» TASK MATERIAL

= = =

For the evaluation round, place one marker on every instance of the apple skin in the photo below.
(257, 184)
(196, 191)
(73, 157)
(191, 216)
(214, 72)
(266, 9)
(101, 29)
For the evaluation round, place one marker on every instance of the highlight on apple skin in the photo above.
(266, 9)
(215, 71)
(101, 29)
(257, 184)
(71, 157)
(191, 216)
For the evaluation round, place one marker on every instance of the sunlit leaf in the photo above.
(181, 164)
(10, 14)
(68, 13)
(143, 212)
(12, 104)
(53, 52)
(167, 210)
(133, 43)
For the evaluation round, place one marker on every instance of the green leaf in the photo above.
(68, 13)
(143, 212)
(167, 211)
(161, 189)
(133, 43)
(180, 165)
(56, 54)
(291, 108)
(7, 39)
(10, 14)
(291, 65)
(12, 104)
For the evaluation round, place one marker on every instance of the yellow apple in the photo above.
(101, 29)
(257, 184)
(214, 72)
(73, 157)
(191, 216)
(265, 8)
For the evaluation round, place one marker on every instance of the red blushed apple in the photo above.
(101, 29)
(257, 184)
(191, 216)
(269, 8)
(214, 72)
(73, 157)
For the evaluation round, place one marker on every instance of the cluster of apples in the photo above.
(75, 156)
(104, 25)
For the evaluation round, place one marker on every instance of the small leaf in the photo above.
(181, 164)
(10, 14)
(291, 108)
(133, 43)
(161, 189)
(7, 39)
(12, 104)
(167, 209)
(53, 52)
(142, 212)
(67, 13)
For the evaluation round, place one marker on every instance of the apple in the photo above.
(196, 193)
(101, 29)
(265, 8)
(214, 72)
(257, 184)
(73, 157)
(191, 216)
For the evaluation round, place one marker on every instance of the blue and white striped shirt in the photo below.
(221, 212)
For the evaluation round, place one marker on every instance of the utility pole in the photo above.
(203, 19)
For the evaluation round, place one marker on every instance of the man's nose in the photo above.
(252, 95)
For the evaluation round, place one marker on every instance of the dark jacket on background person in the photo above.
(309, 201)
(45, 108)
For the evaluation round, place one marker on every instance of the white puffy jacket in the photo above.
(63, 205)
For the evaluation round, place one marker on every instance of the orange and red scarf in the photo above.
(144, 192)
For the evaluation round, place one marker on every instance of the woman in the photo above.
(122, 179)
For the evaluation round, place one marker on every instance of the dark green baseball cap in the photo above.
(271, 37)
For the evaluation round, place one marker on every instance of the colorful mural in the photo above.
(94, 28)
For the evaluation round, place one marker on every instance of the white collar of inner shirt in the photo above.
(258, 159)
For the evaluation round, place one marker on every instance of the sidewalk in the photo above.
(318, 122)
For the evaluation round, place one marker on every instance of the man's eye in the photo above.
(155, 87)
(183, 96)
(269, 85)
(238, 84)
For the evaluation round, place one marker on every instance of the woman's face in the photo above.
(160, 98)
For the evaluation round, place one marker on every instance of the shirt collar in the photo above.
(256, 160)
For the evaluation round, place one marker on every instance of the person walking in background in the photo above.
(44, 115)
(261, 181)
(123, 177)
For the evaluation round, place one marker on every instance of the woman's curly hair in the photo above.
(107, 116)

= = =

» STATED EXERCISE
Please reproduce the part of the listing above that opens with the line containing "nose in the photo above." and runs through the end of the listing, including both ends.

» OUTPUT FOR THIS EXERCISE
For the evaluation round, place one marker on every instance of the man's nose in the photo above.
(252, 95)
For the evaluation round, place one marker on every instance of the dark jacket on background person in the photo above.
(309, 201)
(45, 108)
For the evaluation round, place one marker on every instance of the white puffy jacket in the photo above.
(63, 205)
For the evaluation round, place one marker on every instance of the orange and red scarf in the photo above.
(144, 192)
For the evaluation round, place one marker on every instance of the woman in the photo above.
(122, 179)
For the evaluation round, place one marker on every instance of the dark green baseball cap in the photo above.
(271, 37)
For the evaluation round, place one marker on every instance of the colorful mural in the photo above.
(94, 28)
For the evaluation round, place one marker on every instance of the white collar of inner shirt in the photo above.
(258, 159)
For the evaluation round, place one marker on every instance of the sidewalk in the photo above.
(318, 122)
For the evaluation round, place one marker on every instance of the man's eye in the photo above.
(155, 87)
(183, 96)
(269, 85)
(238, 84)
For the evaluation round, place one marker on every instance of the woman's face in the photo above.
(160, 98)
For the evaluation round, place one marker on every instance of the shirt collar in the photo above.
(256, 160)
For the evaluation round, place one marker on every instance of the person walking in background in the photo above.
(44, 115)
(261, 181)
(123, 177)
For the evaluation round, place one marker on every instance of the woman's curly hair in the photo above.
(107, 116)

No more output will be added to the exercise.